Entries taken from a collection
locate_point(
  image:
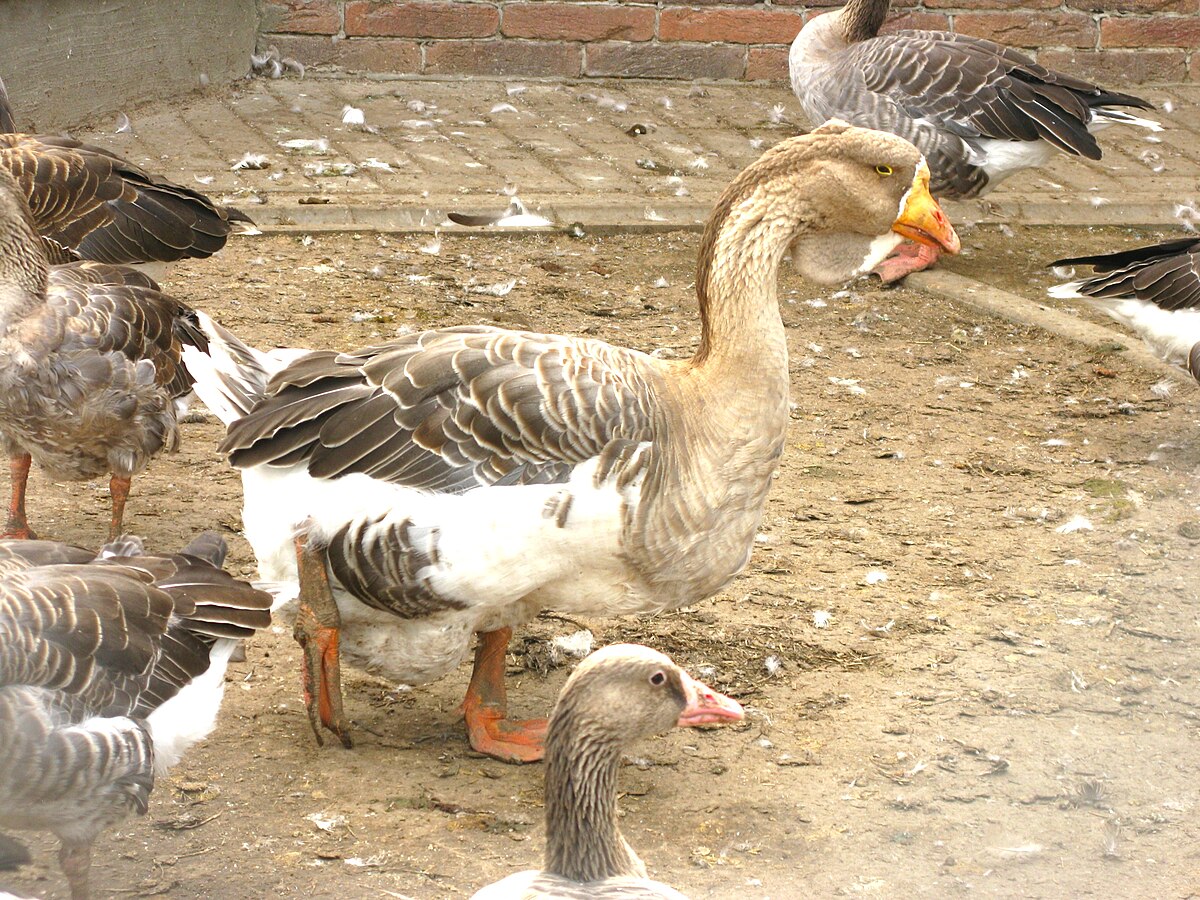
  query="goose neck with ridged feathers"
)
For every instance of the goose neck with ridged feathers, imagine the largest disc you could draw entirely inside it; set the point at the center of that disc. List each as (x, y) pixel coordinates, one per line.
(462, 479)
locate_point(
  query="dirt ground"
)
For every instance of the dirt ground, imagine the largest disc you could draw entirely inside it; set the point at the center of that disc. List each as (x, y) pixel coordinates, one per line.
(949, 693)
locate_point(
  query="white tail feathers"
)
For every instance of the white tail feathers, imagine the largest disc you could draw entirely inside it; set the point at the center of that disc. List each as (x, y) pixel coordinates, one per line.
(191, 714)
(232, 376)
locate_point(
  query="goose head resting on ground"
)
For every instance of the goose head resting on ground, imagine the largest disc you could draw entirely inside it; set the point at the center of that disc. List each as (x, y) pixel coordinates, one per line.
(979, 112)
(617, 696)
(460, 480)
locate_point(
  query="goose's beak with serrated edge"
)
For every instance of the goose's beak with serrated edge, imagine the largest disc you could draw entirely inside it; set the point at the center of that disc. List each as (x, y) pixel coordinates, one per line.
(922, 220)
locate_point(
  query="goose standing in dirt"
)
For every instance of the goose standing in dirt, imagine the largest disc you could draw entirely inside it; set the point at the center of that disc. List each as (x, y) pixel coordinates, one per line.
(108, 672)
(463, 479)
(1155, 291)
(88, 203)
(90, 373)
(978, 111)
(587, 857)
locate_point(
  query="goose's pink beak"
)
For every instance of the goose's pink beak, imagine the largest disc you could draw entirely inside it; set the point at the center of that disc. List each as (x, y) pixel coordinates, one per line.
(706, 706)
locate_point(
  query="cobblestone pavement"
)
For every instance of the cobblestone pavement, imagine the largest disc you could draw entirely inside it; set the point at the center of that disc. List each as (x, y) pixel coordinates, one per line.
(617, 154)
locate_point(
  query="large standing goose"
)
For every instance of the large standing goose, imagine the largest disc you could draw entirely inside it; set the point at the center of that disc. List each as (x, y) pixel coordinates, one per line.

### Short task
Copy every line of the data word for word, omitting the images.

### Output of the task
locate_point(
  image:
  query="goose neck with ridged feathers"
)
For every instance of the goose neck with ridged feathers, imagine the largest disc you could draw entirely inside it; set the point at the center of that disc. List each as (x, y) pixel coordinates, one per line.
(462, 479)
locate_point(
  query="dirt ground"
)
For every instance of the dirt ground, imagine the largest disc you could draw entirely inside it; set the point at the center of that disc. List each as (x, y) pixel coordinates, one per line.
(949, 693)
locate_point(
  query="white tail feathers"
)
For every instance of the white tail feathers, imagine the largest disc you could draw entirely inside it; set the point at the center of that disc. List each as (x, y) pixel coordinates, one per line.
(191, 714)
(232, 376)
locate_point(
  query="goose head resting on ground"
)
For every instance of the goose head resting on ground, imagine the largest disc you could draw entirely inside it; set the point at the center of that disc. List each as (x, y) pixel coordinates, one per line.
(979, 112)
(617, 696)
(460, 480)
locate_point(
  query="goose's beak with serrated edge"
)
For every instance of the goose's beak with serrated edge, imagine the largest disc you could draw entirely inside it; set the point at the center of that disc. List each as (x, y) pixel coordinates, one per line.
(922, 220)
locate_point(
  query="goose standing in dirt"
)
For every instance of the goose standing in dirt, imagine the largest disc you could draw entirely inside it; set the point at the center of that disc. List each as (x, y) pixel coordinates, one per line.
(108, 672)
(463, 479)
(1155, 291)
(88, 203)
(90, 373)
(978, 111)
(587, 857)
locate_point(
  query="goose's pink beak"
)
For every instance of the goose's pink beak, imagine the largest disc you could draw entirely inside it; set the point at the center of that disc. List each as (x, y) pixel coordinates, one per line.
(706, 706)
locate_point(
  query="cobblestone pavement"
)
For every instance of the cobblestone pavement, imagine the largest disc you could draw entirely inside it; set the point at the center of that disc. List each as (x, y) pixel coordinates, one per line.
(617, 154)
locate_point(
  query="large standing goose"
)
For every instance of the large standing goose, imagine the largest disc you could draw entirely inside it; set the point at the center of that disc. List each as (x, y) pixel coordinates, one per line.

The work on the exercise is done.